■ Source document
* Begin *

If the Toffees can look good at Old Trafford on Sunday, there might be others.

He's been working quietly as an assistant at Everton for a few years. Before that, he got his coaching badges working far away from the spotlight. He has self-effacingly said that he's only the caretaker and he understands that they're going to bring in a big-name manager, but of course that humility only makes him more attractive to some.

Dominic Calvert-Lewin, a favorite whipping boy of fans who consider him an underachiever, bagged his first PL brace. Not much finesse but physically dominant and tireless. Calvert-Lewin had this to say afterward:

Everton match-winner Dominic Calvert-Lewin dedicated his two goals in a 3-1 win against Chelsea to interim boss Duncan Ferguson.

Richarlison put the Toffees ahead early as Goodison Park displayed fresh signs of life under a new era.

Calvert-Lewin then struck twice after the break, his goals sandwiching a lone Mateo Kovacic volley, as Everton bounced back from a miserable week.

* End *

■ Supplied information
* Begin *

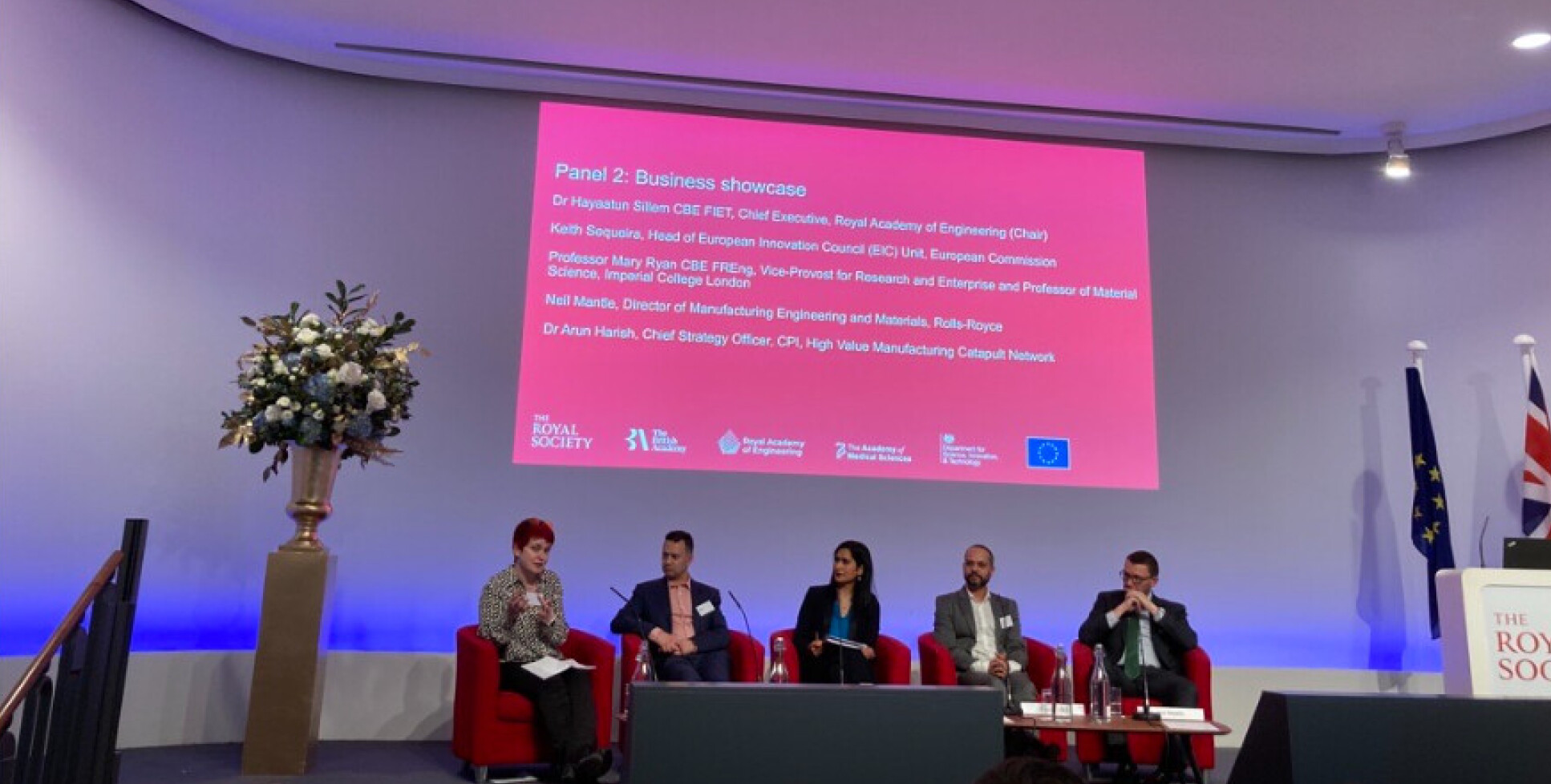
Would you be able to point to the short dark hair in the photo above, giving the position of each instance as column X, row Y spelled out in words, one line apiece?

* End *

■ Job
Give back the passage of the Everton report starting with "Dominic Calvert-Lewin, a" and going on through "a miserable week.", with "caretaker manager" put in place of "interim boss".

■ Exercise answer
Dominic Calvert-Lewin, a favorite whipping boy of fans who consider him an underachiever, bagged his first PL brace. Not much finesse but physically dominant and tireless. Calvert-Lewin had this to say afterward:

Everton match-winner Dominic Calvert-Lewin dedicated his two goals in a 3-1 win against Chelsea to caretaker manager Duncan Ferguson.

Richarlison put the Toffees ahead early as Goodison Park displayed fresh signs of life under a new era.

Calvert-Lewin then struck twice after the break, his goals sandwiching a lone Mateo Kovacic volley, as Everton bounced back from a miserable week.